═══ Source information ═══

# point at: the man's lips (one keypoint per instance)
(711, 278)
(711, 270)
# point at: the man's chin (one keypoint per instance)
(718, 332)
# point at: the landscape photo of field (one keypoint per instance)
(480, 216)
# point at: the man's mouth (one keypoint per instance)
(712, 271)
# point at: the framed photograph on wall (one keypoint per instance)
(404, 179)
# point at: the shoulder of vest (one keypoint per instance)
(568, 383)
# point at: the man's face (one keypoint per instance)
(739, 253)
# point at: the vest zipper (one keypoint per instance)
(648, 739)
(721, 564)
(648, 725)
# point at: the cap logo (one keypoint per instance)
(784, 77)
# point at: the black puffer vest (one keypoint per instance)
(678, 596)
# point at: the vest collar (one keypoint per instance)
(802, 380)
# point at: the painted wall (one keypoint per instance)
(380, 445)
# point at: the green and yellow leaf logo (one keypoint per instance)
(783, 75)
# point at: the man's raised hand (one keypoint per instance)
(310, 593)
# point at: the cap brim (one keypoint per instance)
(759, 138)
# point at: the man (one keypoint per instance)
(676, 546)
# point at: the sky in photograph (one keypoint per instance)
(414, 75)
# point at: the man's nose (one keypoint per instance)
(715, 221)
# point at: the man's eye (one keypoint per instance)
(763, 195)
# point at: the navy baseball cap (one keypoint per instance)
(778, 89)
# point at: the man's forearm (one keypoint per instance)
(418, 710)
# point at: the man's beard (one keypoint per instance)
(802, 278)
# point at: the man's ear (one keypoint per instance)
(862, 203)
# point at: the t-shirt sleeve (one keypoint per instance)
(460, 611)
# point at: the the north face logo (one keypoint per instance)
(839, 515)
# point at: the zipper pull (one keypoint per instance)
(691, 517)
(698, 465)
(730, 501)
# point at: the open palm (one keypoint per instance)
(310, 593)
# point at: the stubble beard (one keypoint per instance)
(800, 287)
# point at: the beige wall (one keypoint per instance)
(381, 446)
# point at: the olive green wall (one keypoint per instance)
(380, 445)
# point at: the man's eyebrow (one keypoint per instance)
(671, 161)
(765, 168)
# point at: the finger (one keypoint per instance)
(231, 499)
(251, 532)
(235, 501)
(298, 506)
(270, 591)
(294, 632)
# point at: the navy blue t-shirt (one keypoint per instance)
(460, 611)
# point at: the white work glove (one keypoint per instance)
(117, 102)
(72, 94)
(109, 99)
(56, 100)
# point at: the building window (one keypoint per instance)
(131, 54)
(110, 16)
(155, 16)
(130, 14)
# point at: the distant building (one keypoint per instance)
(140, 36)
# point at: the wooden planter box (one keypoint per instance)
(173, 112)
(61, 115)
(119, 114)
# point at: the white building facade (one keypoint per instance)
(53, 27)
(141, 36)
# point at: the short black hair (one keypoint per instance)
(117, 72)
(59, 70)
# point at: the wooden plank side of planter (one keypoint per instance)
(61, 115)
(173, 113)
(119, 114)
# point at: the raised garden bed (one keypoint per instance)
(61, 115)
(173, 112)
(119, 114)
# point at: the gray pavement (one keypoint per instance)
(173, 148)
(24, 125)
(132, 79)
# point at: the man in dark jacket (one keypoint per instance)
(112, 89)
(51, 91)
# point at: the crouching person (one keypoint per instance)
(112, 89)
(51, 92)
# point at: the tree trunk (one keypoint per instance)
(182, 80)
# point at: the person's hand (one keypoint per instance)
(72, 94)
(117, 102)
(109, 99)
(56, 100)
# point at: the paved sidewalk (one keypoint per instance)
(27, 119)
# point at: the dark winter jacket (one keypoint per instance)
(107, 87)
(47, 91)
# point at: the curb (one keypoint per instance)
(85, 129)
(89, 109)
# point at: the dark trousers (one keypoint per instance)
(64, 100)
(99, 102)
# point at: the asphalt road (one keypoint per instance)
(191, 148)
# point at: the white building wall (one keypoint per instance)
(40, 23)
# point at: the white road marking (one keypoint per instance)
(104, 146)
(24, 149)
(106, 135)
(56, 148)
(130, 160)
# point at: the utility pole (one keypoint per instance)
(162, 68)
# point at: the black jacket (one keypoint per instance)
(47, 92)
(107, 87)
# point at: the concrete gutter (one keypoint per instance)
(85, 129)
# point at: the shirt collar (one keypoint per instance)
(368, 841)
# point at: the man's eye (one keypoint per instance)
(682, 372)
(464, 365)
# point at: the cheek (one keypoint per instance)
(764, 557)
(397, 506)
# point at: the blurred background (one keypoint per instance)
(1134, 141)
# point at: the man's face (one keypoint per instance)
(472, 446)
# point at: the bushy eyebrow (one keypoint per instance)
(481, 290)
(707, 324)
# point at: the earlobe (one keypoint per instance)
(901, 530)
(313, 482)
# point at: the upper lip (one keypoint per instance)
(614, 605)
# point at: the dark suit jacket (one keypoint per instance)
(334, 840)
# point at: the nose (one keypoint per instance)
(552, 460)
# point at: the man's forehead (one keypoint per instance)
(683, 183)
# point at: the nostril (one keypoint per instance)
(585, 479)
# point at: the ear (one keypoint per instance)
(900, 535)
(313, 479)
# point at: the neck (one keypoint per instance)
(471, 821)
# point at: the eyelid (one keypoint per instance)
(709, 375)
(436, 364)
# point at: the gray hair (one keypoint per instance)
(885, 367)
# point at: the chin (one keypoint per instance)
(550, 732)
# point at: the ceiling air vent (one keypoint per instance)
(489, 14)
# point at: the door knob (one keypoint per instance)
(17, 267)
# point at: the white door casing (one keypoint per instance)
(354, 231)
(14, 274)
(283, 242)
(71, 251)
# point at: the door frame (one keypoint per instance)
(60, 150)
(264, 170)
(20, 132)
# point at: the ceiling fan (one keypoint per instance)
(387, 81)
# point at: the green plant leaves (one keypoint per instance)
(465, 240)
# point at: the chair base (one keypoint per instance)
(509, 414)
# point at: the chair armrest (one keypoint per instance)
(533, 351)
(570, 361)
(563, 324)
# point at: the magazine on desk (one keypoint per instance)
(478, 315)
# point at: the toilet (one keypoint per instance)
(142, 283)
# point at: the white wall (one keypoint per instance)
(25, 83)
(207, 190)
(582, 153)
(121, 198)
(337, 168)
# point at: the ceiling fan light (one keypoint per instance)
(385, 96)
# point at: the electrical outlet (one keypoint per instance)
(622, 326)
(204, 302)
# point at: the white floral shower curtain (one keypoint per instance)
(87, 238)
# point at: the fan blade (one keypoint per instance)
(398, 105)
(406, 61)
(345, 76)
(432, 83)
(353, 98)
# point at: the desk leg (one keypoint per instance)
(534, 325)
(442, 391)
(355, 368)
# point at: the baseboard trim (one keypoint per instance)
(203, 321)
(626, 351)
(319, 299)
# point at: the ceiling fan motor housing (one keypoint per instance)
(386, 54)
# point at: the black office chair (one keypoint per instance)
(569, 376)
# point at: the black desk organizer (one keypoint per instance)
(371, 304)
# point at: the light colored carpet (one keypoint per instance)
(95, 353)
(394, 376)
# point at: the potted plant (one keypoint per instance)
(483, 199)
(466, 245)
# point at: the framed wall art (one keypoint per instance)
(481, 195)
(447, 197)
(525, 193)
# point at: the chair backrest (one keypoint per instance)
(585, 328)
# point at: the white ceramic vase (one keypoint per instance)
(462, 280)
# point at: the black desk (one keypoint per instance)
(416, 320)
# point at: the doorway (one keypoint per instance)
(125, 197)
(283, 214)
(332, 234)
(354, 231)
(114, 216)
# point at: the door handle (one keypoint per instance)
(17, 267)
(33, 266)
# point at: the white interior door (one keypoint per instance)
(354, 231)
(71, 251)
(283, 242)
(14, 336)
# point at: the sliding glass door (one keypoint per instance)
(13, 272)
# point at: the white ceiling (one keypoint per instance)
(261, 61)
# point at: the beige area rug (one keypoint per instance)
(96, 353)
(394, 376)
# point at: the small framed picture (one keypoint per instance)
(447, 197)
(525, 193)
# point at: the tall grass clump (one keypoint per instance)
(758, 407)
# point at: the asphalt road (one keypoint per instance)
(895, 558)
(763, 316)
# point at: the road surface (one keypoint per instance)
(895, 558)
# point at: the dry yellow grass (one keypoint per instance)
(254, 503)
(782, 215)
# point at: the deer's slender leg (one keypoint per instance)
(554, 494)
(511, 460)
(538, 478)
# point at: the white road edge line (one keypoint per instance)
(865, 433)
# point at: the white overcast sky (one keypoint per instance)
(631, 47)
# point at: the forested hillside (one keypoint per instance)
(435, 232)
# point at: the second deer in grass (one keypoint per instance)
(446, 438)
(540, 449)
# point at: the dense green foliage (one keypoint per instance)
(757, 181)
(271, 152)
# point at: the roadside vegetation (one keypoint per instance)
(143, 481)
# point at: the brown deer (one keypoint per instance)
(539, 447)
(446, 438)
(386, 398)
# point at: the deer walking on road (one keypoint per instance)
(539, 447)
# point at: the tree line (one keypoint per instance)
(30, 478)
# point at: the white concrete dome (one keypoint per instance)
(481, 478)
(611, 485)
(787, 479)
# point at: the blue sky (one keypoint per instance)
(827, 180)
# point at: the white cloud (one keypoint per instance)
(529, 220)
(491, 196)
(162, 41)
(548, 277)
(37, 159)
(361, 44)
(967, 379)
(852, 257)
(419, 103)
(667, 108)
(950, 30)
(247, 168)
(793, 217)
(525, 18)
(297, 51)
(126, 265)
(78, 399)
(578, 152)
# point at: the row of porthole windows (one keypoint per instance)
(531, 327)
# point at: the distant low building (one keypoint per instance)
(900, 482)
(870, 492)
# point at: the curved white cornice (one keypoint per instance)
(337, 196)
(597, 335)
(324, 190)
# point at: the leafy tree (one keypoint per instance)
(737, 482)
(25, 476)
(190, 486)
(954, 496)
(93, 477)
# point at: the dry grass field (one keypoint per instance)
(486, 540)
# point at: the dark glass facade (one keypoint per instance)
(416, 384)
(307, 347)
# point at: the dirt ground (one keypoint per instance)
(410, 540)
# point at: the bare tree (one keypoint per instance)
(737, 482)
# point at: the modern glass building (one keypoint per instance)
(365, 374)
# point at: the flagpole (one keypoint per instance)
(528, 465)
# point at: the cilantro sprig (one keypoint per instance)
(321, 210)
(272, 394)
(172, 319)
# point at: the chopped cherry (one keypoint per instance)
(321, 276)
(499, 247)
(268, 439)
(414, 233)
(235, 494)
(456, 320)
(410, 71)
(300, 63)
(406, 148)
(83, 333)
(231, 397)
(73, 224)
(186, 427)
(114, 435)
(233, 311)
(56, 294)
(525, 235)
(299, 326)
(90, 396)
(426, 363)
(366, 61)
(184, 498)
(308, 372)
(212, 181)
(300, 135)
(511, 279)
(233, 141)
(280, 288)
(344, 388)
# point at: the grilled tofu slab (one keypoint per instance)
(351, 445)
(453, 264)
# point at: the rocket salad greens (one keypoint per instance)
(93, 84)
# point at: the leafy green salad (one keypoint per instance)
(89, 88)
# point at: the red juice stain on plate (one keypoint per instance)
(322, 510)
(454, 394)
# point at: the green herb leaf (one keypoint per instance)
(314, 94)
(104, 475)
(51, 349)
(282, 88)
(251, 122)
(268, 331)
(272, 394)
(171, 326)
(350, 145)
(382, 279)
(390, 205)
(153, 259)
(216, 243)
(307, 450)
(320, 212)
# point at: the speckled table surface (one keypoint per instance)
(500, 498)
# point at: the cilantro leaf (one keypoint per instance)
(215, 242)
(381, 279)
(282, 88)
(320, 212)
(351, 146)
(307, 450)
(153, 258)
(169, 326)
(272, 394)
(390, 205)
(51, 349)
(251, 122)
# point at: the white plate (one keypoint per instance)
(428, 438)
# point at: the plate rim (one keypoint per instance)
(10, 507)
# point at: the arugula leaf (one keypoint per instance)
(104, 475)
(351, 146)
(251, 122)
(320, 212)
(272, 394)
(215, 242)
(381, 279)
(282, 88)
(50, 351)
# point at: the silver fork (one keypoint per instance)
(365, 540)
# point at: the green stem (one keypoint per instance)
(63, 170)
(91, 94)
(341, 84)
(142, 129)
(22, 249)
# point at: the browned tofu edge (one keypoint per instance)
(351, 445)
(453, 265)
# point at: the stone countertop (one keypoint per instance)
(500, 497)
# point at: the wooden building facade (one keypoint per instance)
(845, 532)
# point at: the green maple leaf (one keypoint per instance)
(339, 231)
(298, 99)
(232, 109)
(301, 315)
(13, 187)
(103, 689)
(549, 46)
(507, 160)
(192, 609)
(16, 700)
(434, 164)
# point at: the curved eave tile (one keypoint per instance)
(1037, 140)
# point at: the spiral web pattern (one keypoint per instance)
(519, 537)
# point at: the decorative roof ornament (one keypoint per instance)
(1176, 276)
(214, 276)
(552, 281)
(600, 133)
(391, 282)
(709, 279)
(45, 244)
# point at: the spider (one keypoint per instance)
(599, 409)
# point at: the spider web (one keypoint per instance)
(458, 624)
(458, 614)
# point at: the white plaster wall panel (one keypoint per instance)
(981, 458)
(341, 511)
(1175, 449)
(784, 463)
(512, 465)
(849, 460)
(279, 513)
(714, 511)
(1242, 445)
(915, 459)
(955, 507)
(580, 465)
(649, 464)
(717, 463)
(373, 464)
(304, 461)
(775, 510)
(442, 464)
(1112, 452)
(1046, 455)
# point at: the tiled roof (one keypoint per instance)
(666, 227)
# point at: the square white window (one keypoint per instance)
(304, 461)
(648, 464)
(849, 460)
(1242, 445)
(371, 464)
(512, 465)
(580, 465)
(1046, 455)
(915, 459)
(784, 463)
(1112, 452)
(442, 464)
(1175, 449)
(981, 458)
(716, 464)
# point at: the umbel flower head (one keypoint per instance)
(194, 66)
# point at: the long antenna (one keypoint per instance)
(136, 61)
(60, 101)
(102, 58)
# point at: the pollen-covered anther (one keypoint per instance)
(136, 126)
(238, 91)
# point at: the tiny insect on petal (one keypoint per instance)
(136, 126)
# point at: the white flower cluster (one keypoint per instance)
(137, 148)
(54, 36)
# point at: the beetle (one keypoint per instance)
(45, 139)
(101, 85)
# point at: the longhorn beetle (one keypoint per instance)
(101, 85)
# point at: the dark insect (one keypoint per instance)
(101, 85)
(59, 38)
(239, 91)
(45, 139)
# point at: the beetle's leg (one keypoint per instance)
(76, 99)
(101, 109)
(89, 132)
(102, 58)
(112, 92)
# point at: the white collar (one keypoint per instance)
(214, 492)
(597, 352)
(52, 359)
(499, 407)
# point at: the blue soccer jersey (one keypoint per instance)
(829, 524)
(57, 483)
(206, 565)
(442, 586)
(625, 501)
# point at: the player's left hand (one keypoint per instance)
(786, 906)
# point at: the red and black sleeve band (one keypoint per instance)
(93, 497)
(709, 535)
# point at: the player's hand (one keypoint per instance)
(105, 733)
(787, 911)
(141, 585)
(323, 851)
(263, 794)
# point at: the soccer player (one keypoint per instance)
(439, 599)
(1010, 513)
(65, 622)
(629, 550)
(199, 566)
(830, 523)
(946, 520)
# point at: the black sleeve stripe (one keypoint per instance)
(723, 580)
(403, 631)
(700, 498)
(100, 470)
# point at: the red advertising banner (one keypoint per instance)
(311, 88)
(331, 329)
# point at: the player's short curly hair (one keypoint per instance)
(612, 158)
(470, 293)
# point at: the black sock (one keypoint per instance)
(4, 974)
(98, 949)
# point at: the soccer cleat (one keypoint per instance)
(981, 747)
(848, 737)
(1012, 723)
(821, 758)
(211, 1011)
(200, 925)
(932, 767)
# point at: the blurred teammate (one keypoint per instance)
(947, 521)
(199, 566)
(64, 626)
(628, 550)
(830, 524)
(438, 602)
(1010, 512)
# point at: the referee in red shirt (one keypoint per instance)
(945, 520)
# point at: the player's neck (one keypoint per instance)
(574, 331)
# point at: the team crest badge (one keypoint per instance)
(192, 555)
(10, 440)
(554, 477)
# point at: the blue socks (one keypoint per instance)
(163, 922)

═══

Exercise instructions:
Set down no line except those from the one with "# point at: the black sock" to the last line of the data, inclusive, each exactly as written.

Finished exercise:
# point at: the black sock (one keypoint per instance)
(4, 974)
(98, 949)
# point at: the soccer cleat (one keypoint per instance)
(981, 747)
(848, 737)
(1012, 723)
(821, 758)
(211, 1011)
(200, 925)
(932, 767)
# point at: the blurred teammate (one keypoint per instance)
(947, 521)
(199, 566)
(64, 626)
(628, 550)
(830, 524)
(438, 602)
(1010, 512)
# point at: the referee in red shirt (one keypoint per instance)
(945, 520)
# point at: the player's neck (one keypoint per instance)
(574, 331)
# point at: the team crest badge (one keypoint per instance)
(192, 555)
(10, 440)
(554, 477)
# point at: the blue socks (one keypoint per instance)
(163, 922)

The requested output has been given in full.